## JOB:
Copy out the material below word for word, keeping every line unchanged.

## DATASET:

— START —

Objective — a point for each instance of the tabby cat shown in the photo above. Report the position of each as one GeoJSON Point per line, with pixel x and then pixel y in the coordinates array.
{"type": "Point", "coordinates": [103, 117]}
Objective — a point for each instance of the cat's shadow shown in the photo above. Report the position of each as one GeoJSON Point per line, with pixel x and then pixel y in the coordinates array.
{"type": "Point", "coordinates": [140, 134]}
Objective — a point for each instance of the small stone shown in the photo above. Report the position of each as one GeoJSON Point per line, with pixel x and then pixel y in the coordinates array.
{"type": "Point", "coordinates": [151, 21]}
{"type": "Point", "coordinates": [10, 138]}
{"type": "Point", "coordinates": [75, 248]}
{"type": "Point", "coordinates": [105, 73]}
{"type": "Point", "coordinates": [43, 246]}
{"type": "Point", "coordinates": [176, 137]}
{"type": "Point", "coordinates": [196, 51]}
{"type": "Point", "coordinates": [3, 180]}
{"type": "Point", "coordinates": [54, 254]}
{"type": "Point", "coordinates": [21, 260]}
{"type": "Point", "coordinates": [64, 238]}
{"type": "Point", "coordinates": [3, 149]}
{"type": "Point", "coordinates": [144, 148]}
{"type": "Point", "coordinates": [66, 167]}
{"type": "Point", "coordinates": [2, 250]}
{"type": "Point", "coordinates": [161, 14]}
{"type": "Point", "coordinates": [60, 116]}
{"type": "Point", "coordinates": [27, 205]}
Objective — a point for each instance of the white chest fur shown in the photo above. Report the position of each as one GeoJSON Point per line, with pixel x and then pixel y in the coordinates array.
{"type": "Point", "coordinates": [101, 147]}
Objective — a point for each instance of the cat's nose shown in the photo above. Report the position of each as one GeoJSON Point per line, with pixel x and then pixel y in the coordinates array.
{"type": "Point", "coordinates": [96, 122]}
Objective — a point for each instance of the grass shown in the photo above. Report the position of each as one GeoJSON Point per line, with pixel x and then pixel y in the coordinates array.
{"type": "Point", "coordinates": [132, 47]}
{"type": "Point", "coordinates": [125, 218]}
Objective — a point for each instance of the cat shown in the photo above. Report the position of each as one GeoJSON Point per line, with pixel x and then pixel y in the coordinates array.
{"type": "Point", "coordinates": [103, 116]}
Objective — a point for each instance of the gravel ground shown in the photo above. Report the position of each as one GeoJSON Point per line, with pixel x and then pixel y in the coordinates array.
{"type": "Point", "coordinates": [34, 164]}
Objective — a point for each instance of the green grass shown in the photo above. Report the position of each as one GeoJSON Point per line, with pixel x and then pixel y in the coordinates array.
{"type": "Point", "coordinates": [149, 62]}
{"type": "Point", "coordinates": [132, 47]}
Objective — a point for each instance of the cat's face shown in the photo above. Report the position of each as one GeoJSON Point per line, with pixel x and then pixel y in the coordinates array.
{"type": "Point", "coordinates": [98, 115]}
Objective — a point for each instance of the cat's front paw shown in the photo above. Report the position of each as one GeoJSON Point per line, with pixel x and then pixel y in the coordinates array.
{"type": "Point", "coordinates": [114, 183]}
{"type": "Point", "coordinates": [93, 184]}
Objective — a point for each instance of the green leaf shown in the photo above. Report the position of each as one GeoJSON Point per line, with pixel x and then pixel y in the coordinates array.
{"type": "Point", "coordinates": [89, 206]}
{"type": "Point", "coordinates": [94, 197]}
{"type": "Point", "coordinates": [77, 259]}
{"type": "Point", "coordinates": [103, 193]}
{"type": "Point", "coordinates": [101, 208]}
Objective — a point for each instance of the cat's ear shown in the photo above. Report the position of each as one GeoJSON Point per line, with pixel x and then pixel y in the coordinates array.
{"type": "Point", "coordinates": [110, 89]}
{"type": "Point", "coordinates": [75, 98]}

— END —

## EXERCISE SOLUTION:
Objective — a point for each instance of the tabby cat shown in the photo above. Report the position of each as one GeoJSON Point per line, with pixel x and then pixel y in the coordinates array.
{"type": "Point", "coordinates": [103, 117]}
Objective — a point for each instance of the cat's shadow shown in the photo above. Report the position of each as one GeoJSON Point per line, with pixel x and then pixel y in the coordinates array.
{"type": "Point", "coordinates": [140, 134]}
Objective — a point for each instance of the small stone shown in the photo above. Report the position of each as one GeoJSON Point per line, with pixel x and then pixel y in the coordinates array.
{"type": "Point", "coordinates": [151, 21]}
{"type": "Point", "coordinates": [10, 138]}
{"type": "Point", "coordinates": [75, 248]}
{"type": "Point", "coordinates": [105, 73]}
{"type": "Point", "coordinates": [43, 246]}
{"type": "Point", "coordinates": [176, 137]}
{"type": "Point", "coordinates": [196, 51]}
{"type": "Point", "coordinates": [3, 180]}
{"type": "Point", "coordinates": [54, 254]}
{"type": "Point", "coordinates": [21, 260]}
{"type": "Point", "coordinates": [64, 238]}
{"type": "Point", "coordinates": [3, 149]}
{"type": "Point", "coordinates": [144, 148]}
{"type": "Point", "coordinates": [66, 167]}
{"type": "Point", "coordinates": [2, 250]}
{"type": "Point", "coordinates": [161, 14]}
{"type": "Point", "coordinates": [60, 116]}
{"type": "Point", "coordinates": [27, 205]}
Objective — a point for each instance of the white chest fur shown in the photo above. Report the position of each as one GeoJSON Point per line, with pixel x and then pixel y in the coordinates array.
{"type": "Point", "coordinates": [101, 147]}
Objective — a point for each instance of the cat's nose shown in the photo above. Report the position of each as one GeoJSON Point per line, with pixel x and then pixel y in the coordinates array.
{"type": "Point", "coordinates": [96, 122]}
Objective — a point for each instance of the grass shown in the photo above. Report the position of each as one GeoJSON Point per line, with pixel x and then pixel y in the coordinates array.
{"type": "Point", "coordinates": [132, 47]}
{"type": "Point", "coordinates": [125, 218]}
Objective — a point for each instance of the cat shown in the photo above. Report the position of each as one GeoJSON Point per line, with pixel x and then pixel y in the coordinates array.
{"type": "Point", "coordinates": [103, 116]}
Objective — a point for each instance of the gravel ground shown in the photo above. Report the position of each as one GeoJSON Point per line, with pixel x and then pixel y in the coordinates array.
{"type": "Point", "coordinates": [34, 164]}
Objective — a point for each instance of the green grass shown in the photo above. Report the position of each as one GeoJSON Point per line, with pixel x and then pixel y in the coordinates array.
{"type": "Point", "coordinates": [149, 62]}
{"type": "Point", "coordinates": [132, 47]}
Objective — a point for each instance of the cat's face shown in the photo above. Report the position of each as one GeoJSON Point per line, with pixel x and then pixel y in the coordinates array.
{"type": "Point", "coordinates": [98, 115]}
Objective — a point for each instance of the cat's front paw shown in the photo above. Report the position of each as one GeoJSON Point per line, with pixel x and then pixel y in the coordinates array.
{"type": "Point", "coordinates": [114, 183]}
{"type": "Point", "coordinates": [93, 184]}
Objective — a point for each instance of the green leaf shown in the photo above. Report the position of each as one GeoJSON Point per line, with pixel x and then pixel y in the coordinates array.
{"type": "Point", "coordinates": [89, 206]}
{"type": "Point", "coordinates": [94, 197]}
{"type": "Point", "coordinates": [77, 259]}
{"type": "Point", "coordinates": [103, 193]}
{"type": "Point", "coordinates": [101, 208]}
Objective — a point for each instance of the cat's ear shown in the photo above. Report the position of each as one GeoJSON Point per line, with pixel x and then pixel y in the coordinates array.
{"type": "Point", "coordinates": [110, 89]}
{"type": "Point", "coordinates": [75, 98]}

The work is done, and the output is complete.